→ The exercise
Please go through all the rows below and swap "bounding boxes" for "box coordinates" everywhere, changing nothing else. Leave the pictures out when you write the rows back.

→ Material for the task
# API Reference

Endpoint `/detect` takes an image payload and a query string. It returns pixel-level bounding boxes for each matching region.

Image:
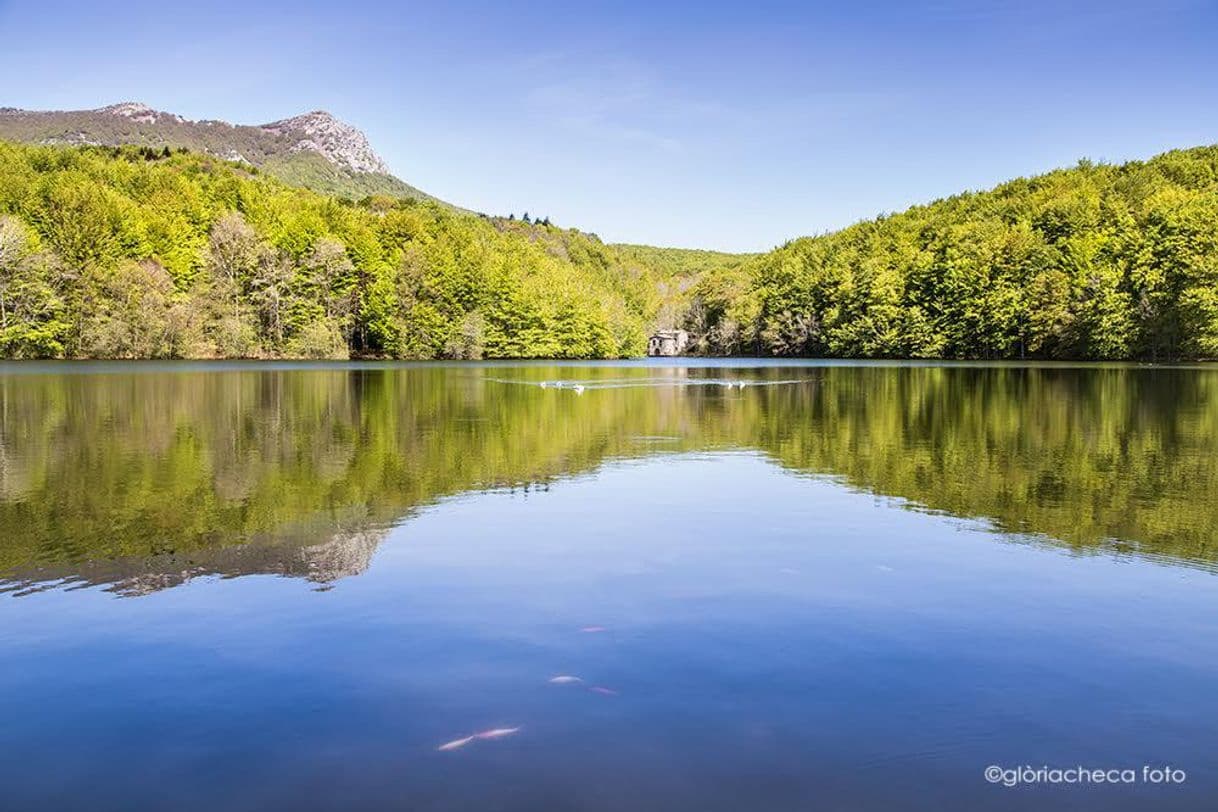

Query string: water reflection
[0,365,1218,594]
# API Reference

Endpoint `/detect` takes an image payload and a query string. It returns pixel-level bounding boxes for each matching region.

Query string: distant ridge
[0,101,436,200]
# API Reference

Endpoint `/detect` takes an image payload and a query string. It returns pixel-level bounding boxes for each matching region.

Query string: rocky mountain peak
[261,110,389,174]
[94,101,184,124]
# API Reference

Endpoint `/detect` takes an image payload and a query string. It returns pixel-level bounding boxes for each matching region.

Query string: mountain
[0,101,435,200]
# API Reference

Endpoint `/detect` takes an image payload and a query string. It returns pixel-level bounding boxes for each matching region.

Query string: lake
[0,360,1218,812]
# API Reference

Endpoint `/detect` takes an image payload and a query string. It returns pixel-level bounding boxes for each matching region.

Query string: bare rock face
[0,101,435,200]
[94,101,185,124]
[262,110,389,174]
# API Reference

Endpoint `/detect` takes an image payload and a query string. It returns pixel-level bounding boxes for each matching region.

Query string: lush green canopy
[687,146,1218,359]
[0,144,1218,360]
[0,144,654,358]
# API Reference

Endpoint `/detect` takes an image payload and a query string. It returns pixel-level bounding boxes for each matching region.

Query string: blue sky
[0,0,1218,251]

→ Exercise response
# API Reference

Endpoint `/detect` takes an image payload and a query string. It returns pixel-level box coordinates for each matching region.

Image:

Query string: water reflection
[0,365,1218,594]
# API Reference

Endpoint `/detect` takes an image payload and a query string. It returns pixel-level box coordinates for each matching region.

Query string: distant ridge
[0,101,436,200]
# API Reference

Endpoint `/detect` takes an image payload and a query string. It returns pixel-level box coordinates for each matching region.

Query string: rocky mountain peak
[261,110,389,174]
[94,101,184,124]
# API Reference

Endpoint `/detect` takes an image payload and a query string. It returns pixel-level box coordinates for each matching region.

Query string: mountain
[0,101,435,200]
# API Reference

Endpoint `/detect` takes an image payload and a query string. It returns pixel-level box coordinates for each matching region.

Query string: lake
[0,360,1218,812]
# API Reference

Endpoint `/detect` takes an image payload and a query string. It returns pixel-level box coordinates for each matching region.

Query string: bare rock face
[0,101,435,200]
[94,101,185,124]
[262,110,389,174]
# API Reference

Endpoint `/detect` takes an image payload and a query string. It returns pixel-level box coordinates for each matching region.

Query string: lush green canopy
[687,146,1218,359]
[0,144,1218,360]
[0,144,654,358]
# API Reference

Endpoint `/detect` takes an image payload and a query string. It returns pixel-level box coordinates for each matching region.

Query string: blue sky
[0,0,1218,251]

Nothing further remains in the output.